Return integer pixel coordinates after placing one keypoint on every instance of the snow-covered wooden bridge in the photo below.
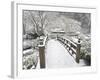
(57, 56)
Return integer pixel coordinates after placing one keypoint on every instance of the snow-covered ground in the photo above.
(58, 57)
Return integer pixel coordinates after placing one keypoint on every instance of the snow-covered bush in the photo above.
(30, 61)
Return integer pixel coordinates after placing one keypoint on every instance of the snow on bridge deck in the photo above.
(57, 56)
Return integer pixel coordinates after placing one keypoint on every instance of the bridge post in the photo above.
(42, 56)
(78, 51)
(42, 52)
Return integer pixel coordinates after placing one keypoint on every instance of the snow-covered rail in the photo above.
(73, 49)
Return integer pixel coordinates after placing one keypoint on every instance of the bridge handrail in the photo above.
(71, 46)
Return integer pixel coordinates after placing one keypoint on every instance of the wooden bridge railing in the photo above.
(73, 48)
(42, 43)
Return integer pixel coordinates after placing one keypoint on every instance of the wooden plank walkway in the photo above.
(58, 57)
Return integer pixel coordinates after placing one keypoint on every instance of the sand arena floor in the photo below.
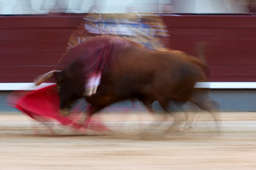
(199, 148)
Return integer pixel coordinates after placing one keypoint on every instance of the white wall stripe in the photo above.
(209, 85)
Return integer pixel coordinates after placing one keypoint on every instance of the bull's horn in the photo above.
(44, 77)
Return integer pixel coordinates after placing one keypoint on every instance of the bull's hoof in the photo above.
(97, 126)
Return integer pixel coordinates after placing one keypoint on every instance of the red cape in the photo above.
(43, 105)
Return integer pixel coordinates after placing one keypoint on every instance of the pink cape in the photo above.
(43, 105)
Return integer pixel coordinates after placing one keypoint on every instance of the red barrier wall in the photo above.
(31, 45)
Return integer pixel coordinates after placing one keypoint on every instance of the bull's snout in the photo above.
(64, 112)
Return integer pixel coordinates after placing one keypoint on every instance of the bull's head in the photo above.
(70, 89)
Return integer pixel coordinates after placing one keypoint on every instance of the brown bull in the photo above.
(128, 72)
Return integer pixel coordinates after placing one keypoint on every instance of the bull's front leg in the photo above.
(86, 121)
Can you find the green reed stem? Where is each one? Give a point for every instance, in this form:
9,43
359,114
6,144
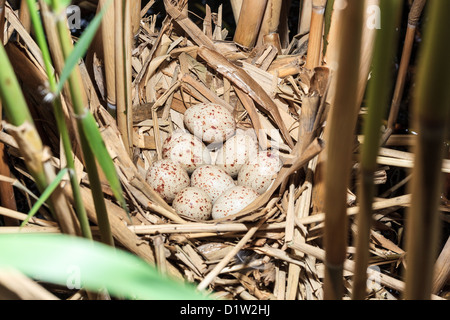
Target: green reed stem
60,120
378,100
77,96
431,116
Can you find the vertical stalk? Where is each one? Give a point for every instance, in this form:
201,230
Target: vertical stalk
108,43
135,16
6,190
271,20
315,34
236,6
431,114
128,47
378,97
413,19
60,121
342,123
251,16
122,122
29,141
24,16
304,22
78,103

WORK REQUIRED
The result should be the material above, unchanged and free of pictures; please print it.

SOLUTION TO THIS TASK
Return integer pixel coordinates after placing one keypoint on every instance of the snow-covered wooden bridge in the photo below.
(57, 56)
Return integer pixel coordinates after placing one keypoint on every instance of the snow-covered ground in the photo above.
(58, 57)
Return integer pixel coordinates after placing one keypoint on every instance of the snow-covered bush in the photo above.
(30, 61)
Return integer pixel coordinates after placing one keypoint on every instance of the snow on bridge deck in the photo above.
(57, 56)
Return integer pixel coordinates after placing one keypoint on every instance of the bridge post in the photo above.
(42, 56)
(78, 51)
(42, 52)
Return integer pixel coordinates after placing one keypoint on every instance of the snow-covered rail in the photo above.
(73, 49)
Return integer pixel coordinates after placing one keypoint on every instance of the bridge handrail in the photo above.
(71, 46)
Return integer pixel coordinates after placing one keypoint on every instance of the wooden bridge railing in the photo above.
(73, 48)
(42, 43)
Return integer pixel coordinates after placing one keypoint on every instance of the wooden plank walkway in the photo above.
(58, 57)
Return integer pixel coordinates after placing one keypoint on every instance of the sand arena floor in the photo below.
(199, 148)
Return integer pixel coordinates after placing one keypoint on every instance of the white wall stripe in the photo above.
(209, 85)
Return integer pixel coordinates after placing one keypoint on every instance of the bull's horn in the photo above.
(44, 77)
Return integer pixel coordinates after placing one keypoint on every instance of the bull's hoof in the photo above.
(97, 126)
Return integer pixel coordinates after placing one keypoint on every instance of the red cape in the photo above.
(43, 105)
Return integer pixel coordinates after placing one keypoint on every instance of the pink cape in the photo above.
(43, 105)
Return integer pixel coordinates after placing one keypoint on every instance of the red barrier wall in the photo above.
(31, 45)
Return integer pixel coordinates after placing one keypoint on every instance of the bull's snout in the photo above.
(64, 112)
Return integer pixel coordinates after placing one keypoint on every instance of the bull's head in the photo above.
(70, 89)
Return integer pixel coordinates after placing one keypoint on every instance of the brown bull in the photo above.
(128, 72)
Return integer pixel coordinates after placing one keypoint on every instance of the bull's front leg in the photo above.
(86, 121)
Can you find the green reed stem? Where is each one? Give a point for every instance, in this form:
9,43
359,114
6,144
Target: green reed stem
60,120
378,100
77,96
431,116
Can you find the vertical stalk? Where is each one? Give a point for every instance, in this form:
201,230
Target: vertical stalk
108,43
135,16
6,190
271,20
315,34
236,6
431,114
128,47
378,97
413,19
60,121
342,123
251,16
122,122
29,141
24,16
304,22
78,103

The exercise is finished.